| Exercise |
Render this sentence from the review of Thor: Love and Thunder into Spanish: "The movie does show why Thor and Jane broke up."

[Source document]

Is Thor: Love and Thunder a good movie, or ruined by too much Taika Waititi?
It has a bit too much Taika (especially a bit of product placement), but it has a good story about Thor in a bit of a personal crisis, then rebuilding himself thanks to a surprising reunion and a good villain who has a point

And you gotta admit, this IS a power couple.


The story is based on the Mighty Thor run from 2014, where a cancer-stricken Jane Foster gets new life when she is reunited with the pieces of Mjolnir (which was shattered in Ragnarok). She is wondering if the hammer can stop her cancer. It can, but there is a price. That’s slowly discussed in the movie, and it’s too bad the movie didn’t show the hammer’s power merge with her. It does sneak in a reason why it did happen, but she seemed to master the hammer too quickly..

The movie does show why Thor and Jane broke up. It happened just like any other couple, and it’s good to know it hit him hard. It also shows he’s not that good an addition to the Guardians of the Galaxy, especially when they try to protect a sacred temple.

The main villain is Gorr, played by Christian Bale with plenty of darkness and a dash of silliness. The movie actually starts with how a callous god refused to save Gorr and his daughter. This made Gorr the God Butcher, with help from a dark sword called the Necrosword. Although it’s also killing Gorr slowly, he’s determined to kill all gods including New Asgard. His plan includes kidnapping several kids from there, and seeing him do a puppet show is hard to unsee.
What he wants is to get to Eternity, and maybe get his revenge. It turns out what he really wants is more personal, and gives his character more depth than the usual Big Bad.

[/Source document]
[Dataset records]

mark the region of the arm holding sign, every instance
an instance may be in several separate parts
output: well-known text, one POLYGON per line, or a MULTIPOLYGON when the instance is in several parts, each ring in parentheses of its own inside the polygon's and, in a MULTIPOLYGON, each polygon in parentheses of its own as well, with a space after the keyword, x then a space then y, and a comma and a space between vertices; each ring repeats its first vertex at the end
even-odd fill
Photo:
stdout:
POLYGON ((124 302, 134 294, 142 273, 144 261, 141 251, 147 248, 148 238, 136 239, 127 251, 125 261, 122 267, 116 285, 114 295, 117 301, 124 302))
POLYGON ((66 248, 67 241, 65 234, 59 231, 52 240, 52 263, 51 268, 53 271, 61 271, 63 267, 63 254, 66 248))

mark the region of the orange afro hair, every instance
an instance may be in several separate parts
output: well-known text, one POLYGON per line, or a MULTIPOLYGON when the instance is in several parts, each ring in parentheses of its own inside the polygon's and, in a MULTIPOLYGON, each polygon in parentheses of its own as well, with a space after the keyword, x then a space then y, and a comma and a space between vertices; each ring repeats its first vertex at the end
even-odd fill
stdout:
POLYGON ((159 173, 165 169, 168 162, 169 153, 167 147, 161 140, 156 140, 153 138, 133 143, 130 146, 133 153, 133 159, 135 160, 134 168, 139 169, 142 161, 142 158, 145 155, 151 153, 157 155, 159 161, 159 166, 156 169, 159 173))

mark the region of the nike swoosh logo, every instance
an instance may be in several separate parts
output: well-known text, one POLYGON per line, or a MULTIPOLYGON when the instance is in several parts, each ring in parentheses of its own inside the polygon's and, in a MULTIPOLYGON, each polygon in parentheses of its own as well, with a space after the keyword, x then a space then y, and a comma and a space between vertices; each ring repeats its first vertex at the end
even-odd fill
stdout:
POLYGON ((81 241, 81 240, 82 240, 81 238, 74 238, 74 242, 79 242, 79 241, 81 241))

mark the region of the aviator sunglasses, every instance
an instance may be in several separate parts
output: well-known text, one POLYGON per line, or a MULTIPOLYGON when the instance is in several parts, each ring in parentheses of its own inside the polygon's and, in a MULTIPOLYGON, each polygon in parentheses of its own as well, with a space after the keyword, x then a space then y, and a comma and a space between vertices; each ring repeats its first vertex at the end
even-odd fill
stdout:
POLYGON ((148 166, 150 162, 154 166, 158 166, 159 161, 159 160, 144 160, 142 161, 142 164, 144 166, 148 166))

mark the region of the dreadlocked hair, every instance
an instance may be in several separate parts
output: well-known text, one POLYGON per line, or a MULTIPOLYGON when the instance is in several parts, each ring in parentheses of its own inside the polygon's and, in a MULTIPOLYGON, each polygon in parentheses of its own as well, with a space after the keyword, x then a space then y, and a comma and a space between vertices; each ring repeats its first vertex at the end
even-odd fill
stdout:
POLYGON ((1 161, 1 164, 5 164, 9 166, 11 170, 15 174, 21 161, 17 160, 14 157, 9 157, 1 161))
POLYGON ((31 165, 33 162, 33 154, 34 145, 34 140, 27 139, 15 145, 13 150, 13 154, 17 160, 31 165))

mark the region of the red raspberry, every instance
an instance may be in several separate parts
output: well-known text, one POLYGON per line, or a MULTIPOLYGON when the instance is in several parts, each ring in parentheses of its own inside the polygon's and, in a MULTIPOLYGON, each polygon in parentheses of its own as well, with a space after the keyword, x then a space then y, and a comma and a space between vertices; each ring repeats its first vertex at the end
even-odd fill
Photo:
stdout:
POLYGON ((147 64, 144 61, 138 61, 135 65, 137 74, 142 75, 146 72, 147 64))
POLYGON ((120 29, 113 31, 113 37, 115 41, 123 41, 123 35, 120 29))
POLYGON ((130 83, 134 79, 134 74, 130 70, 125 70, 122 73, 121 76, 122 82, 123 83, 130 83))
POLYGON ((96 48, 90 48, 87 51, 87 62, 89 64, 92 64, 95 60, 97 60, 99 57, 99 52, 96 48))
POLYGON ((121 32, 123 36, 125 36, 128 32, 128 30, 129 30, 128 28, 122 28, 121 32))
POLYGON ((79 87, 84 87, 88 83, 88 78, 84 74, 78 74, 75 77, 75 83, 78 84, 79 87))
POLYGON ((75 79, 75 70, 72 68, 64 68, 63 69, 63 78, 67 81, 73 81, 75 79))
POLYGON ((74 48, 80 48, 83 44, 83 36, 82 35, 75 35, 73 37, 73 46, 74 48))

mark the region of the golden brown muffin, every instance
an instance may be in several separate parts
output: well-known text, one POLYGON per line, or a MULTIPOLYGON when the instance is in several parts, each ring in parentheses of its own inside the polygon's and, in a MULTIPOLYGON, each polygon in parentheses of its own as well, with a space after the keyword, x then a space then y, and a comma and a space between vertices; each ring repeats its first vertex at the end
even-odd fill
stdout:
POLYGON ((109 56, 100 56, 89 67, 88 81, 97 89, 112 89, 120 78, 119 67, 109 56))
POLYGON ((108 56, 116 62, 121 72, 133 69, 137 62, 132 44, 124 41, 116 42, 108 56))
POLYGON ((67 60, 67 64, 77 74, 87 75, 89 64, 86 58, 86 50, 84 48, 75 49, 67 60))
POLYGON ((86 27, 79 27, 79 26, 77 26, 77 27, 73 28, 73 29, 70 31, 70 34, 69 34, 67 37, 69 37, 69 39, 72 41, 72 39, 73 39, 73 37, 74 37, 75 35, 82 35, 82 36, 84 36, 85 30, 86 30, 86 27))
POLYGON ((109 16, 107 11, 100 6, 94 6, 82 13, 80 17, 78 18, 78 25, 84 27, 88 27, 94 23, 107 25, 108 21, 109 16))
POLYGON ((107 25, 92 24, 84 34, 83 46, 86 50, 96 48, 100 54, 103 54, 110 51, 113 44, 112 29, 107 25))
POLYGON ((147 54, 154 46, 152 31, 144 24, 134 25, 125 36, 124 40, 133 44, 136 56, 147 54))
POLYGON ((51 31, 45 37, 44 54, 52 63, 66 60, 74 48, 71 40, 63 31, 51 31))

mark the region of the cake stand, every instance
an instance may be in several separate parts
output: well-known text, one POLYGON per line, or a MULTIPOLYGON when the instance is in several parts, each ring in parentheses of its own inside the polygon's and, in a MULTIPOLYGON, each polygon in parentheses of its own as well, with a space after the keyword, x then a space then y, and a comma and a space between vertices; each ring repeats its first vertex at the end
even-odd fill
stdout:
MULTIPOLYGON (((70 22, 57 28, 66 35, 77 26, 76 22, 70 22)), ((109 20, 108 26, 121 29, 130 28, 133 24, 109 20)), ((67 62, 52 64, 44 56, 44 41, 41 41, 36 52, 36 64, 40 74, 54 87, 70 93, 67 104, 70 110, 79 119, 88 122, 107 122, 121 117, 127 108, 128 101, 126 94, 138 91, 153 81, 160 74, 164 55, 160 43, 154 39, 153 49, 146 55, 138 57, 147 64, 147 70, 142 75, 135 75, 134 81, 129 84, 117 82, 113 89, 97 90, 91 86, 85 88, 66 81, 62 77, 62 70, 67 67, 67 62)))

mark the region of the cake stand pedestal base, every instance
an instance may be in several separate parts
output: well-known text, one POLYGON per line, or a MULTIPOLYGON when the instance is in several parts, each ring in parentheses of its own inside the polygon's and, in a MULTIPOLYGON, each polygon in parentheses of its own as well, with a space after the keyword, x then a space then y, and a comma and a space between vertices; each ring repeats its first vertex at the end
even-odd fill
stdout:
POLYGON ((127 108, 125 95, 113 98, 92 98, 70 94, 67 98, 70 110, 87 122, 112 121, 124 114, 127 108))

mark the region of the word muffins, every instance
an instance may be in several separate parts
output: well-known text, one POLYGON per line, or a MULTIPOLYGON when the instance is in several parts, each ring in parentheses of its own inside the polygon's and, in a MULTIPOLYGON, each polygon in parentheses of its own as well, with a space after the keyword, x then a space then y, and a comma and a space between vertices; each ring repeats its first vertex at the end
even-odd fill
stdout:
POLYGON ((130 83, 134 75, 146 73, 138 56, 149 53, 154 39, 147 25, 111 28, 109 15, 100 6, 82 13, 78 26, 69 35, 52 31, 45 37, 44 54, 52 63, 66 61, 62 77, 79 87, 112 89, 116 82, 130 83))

[/Dataset records]

| Written reply |
La película sí muestra por qué Thor y Jane terminaron.